Work to complete: Read the data and repeat it in full, exactly.

(Dataset entries)
_ _ _

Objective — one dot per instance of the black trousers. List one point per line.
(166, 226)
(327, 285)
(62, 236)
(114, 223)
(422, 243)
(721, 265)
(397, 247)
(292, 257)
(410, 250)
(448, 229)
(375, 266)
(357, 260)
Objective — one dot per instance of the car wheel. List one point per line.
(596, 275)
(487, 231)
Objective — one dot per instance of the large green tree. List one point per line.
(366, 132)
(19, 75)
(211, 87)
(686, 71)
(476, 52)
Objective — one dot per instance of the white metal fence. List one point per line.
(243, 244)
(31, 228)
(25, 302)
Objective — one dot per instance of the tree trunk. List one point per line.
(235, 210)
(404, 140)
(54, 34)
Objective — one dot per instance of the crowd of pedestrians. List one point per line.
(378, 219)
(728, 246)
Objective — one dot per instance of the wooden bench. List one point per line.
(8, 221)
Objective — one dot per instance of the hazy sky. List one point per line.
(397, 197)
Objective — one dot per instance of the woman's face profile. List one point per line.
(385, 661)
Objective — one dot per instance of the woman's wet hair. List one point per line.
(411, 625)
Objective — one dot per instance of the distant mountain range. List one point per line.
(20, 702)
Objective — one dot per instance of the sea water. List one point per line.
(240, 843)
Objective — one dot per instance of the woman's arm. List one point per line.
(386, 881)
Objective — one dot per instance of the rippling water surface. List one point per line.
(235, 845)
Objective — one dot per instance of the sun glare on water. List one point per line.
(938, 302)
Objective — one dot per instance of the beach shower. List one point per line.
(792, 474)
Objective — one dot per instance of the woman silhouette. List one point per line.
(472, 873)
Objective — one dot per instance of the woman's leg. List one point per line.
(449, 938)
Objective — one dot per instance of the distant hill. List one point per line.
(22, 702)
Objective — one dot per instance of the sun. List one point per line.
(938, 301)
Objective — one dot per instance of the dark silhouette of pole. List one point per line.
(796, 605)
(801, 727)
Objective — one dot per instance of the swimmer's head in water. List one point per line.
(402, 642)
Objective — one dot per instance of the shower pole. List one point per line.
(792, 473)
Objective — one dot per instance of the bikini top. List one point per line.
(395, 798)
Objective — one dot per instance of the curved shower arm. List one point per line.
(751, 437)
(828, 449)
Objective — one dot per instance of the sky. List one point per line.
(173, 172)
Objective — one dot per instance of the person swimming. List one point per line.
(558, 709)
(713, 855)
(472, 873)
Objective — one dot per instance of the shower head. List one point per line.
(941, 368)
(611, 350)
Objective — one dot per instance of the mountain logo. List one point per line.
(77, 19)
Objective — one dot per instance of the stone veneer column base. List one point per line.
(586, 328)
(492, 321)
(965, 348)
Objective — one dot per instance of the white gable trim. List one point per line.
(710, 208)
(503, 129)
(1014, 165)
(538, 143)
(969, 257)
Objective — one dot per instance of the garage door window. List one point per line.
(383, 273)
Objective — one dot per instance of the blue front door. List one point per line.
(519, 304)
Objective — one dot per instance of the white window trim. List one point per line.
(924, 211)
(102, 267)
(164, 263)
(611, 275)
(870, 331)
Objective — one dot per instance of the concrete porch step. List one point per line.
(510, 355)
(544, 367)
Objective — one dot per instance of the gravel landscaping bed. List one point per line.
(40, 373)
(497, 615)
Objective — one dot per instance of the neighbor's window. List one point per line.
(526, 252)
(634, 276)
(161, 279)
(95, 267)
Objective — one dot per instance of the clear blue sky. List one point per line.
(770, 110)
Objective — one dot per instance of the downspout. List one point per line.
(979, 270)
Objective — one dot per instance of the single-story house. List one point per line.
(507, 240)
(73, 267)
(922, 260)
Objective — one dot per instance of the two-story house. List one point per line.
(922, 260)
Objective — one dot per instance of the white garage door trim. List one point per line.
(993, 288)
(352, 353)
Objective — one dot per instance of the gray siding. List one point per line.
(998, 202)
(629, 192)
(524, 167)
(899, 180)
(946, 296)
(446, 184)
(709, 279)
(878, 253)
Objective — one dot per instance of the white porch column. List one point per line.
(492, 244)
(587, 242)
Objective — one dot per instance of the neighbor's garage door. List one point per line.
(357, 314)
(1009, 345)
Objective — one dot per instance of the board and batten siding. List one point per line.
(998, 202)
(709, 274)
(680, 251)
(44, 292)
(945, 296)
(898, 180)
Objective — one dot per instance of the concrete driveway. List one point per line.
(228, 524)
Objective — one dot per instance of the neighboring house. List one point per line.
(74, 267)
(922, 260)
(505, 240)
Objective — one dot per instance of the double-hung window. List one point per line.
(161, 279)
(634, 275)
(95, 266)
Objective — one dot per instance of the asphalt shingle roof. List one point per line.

_ _ _

Full output:
Objective — one dot per instance of the black trousers. List one point per line.
(166, 226)
(327, 285)
(62, 236)
(114, 223)
(422, 243)
(721, 265)
(397, 247)
(292, 257)
(410, 250)
(448, 229)
(375, 266)
(357, 260)
Objective — one dot per instance of the car wheel. List one point per line.
(596, 275)
(487, 231)
Objective — one dot per instance of the large green tree. List one point per line.
(366, 132)
(19, 75)
(211, 87)
(686, 71)
(476, 52)
Objective — one dot per instance of the white metal fence. List one point per line.
(243, 244)
(31, 228)
(25, 302)
Objective — one dot per instance of the tree trunk. List one point per line.
(235, 210)
(404, 140)
(54, 34)
Objective — one dot per instance of the crowd of pedestrians. List one point per line.
(378, 219)
(728, 246)
Objective — one dot per instance of the wooden bench. List one point per line.
(8, 221)
Objective — one dot per instance of the hazy sky. List one point per line.
(397, 197)
Objective — one dot per instance of the woman's face profile. List one point per line.
(385, 661)
Objective — one dot per instance of the woman's wet hair. List one point per line.
(411, 625)
Objective — one dot per instance of the distant mountain range. List one point per line.
(20, 702)
Objective — one dot per instance of the sea water. List one point per line.
(240, 843)
Objective — one dot per instance of the woman's arm. List one point per line.
(386, 881)
Objective — one dot per instance of the rippling water surface. List one point per line.
(235, 845)
Objective — one dot per instance of the sun glare on water. List one point per line.
(938, 302)
Objective — one dot per instance of the beach shower. List one point per line.
(792, 474)
Objective — one dot per instance of the woman silhouette. List one point per line.
(472, 873)
Objective — one dot per instance of the woman's leg. List one point per line.
(449, 938)
Objective — one dot per instance of the distant hill. List one point per line.
(22, 702)
Objective — one dot per instance of the sun. List one point per line.
(938, 301)
Objective — one dot per instance of the dark silhouette of pole. List one point per line.
(796, 605)
(801, 727)
Objective — one dot per instance of the swimmer's head in water. List one point per line.
(402, 642)
Objective — one dot per instance of the shower pole. List one point per line.
(792, 473)
Objective — one dot per instance of the bikini top. List one point per line.
(395, 798)
Objective — one dot per instance of the curved shower arm. List one point per line.
(751, 437)
(828, 449)
Objective — one dot per instance of the sky. List one point per line.
(173, 172)
Objective — one dot per instance of the person swimming. List one point per line.
(558, 709)
(713, 855)
(472, 873)
Objective — one dot per instance of the shower head. List one point per line.
(941, 368)
(611, 350)
Objective — one dot per instance of the mountain logo. List one point per line.
(77, 19)
Objective — one dot per instance of the stone veneer column base. List one point per line.
(586, 328)
(492, 321)
(965, 348)
Objective — one dot per instance of the white gable trim. List one point per line.
(710, 208)
(503, 129)
(1014, 165)
(538, 143)
(969, 257)
Objective — one dot per instance of the garage door window. List one point per line.
(383, 273)
Objective — one dot per instance of the blue front door. List one point per line.
(519, 304)
Objective — one dot per instance of the white window trim. List one point per line.
(924, 211)
(102, 267)
(164, 263)
(611, 275)
(870, 331)
Objective — one dot per instance of the concrete porch step. List one point per line.
(510, 355)
(544, 367)
Objective — one dot per instance of the gravel landscaping bed. List one point per line.
(40, 373)
(497, 615)
Objective — one dot per instance of the neighbor's window. List one point per line.
(526, 252)
(634, 276)
(161, 279)
(95, 267)
Objective — one dot per instance of the clear blue sky. List one point per line.
(770, 110)
Objective — one dot per instance of the downspout. List one point per line.
(979, 270)
Objective — one dot per instance of the single-story house. List one point per line.
(507, 240)
(73, 267)
(922, 260)
Objective — one dot per instance of the two-story house. List one point per line.
(922, 260)
Objective — one dot per instance of the white garage door trim. List one point per line.
(993, 288)
(352, 353)
Objective — one dot per instance of the gray siding. List one point per line.
(998, 202)
(629, 192)
(524, 167)
(899, 180)
(946, 296)
(446, 184)
(709, 279)
(878, 253)
Objective — one dot per instance of the white porch column. List one point per line.
(492, 244)
(587, 242)
Objective — one dot per instance of the neighbor's garage door. List one point per line.
(357, 314)
(1009, 345)
Objective — one dot per instance of the board and batten siding. List one point per line.
(998, 202)
(709, 274)
(680, 251)
(44, 292)
(945, 296)
(898, 180)
Objective — one dot per instance of the concrete driveway. List one point per line.
(228, 524)
Objective — one dot per instance of the neighboring house. List one point per line.
(74, 267)
(922, 260)
(505, 240)
Objective — one dot per instance of the double-hung window. List one point per line.
(161, 279)
(634, 275)
(95, 266)
Objective — one dot per instance of the asphalt shingle roof. List one point per line.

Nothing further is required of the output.